> [Instruction]
Leave out the pictures and transcribe the rest of the records exactly.

Region annotation entries
◆ ◆ ◆ ◆ ◆

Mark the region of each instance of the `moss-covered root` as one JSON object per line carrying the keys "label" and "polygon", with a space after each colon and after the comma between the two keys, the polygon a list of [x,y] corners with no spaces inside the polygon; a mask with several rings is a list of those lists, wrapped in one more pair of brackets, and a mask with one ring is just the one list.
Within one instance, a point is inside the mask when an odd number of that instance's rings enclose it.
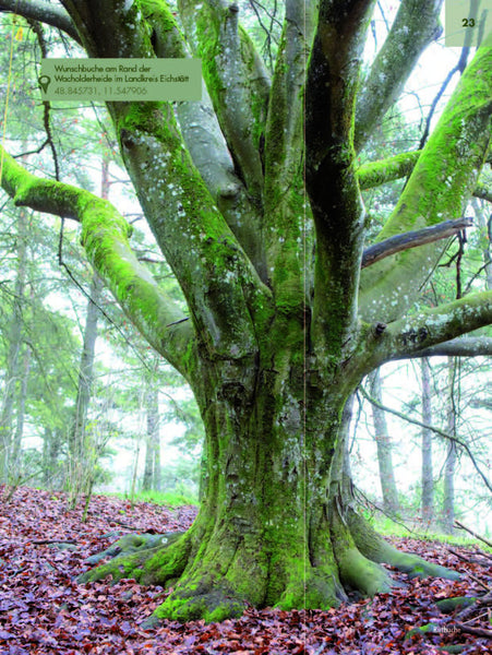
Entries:
{"label": "moss-covered root", "polygon": [[364,557],[358,549],[350,531],[338,511],[332,512],[332,543],[338,562],[340,580],[346,588],[364,596],[389,592],[396,583],[380,565]]}
{"label": "moss-covered root", "polygon": [[111,575],[115,582],[133,577],[142,584],[166,584],[184,571],[190,548],[188,533],[125,535],[89,558],[89,563],[94,563],[104,557],[112,557],[110,562],[82,573],[77,582],[95,582]]}
{"label": "moss-covered root", "polygon": [[409,577],[433,576],[445,577],[447,580],[460,579],[457,571],[428,562],[418,555],[401,552],[385,541],[357,512],[350,510],[347,520],[357,548],[373,562],[384,562],[395,567],[398,571],[407,573]]}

◆ ◆ ◆ ◆ ◆

> [Answer to this problem]
Mark the region of each instance of the `moss-covered root` as one JSON object per line carrying the keys "label" and "polygon", with a space after each colon and after the comma between the two keys, the polygon a list of [x,y] corners with no spaces inside the polygon; a mask with several rings is a list of those lists, wrapped in one more pair of brackets, and a mask with one ring is just the one list.
Within one instance, a point is inside the mask when an odd number of that instance's rings enclose it.
Entries:
{"label": "moss-covered root", "polygon": [[364,557],[358,549],[350,531],[338,511],[332,512],[332,543],[338,562],[340,580],[346,588],[364,596],[389,592],[396,583],[380,565]]}
{"label": "moss-covered root", "polygon": [[111,575],[115,582],[133,577],[142,584],[166,584],[184,571],[190,548],[188,533],[125,535],[89,558],[89,563],[94,563],[104,557],[112,557],[110,562],[82,573],[77,582],[95,582]]}
{"label": "moss-covered root", "polygon": [[409,577],[433,576],[445,577],[447,580],[460,579],[457,571],[428,562],[418,555],[401,552],[385,541],[357,512],[350,510],[347,520],[357,548],[373,562],[384,562],[395,567],[398,571],[407,573]]}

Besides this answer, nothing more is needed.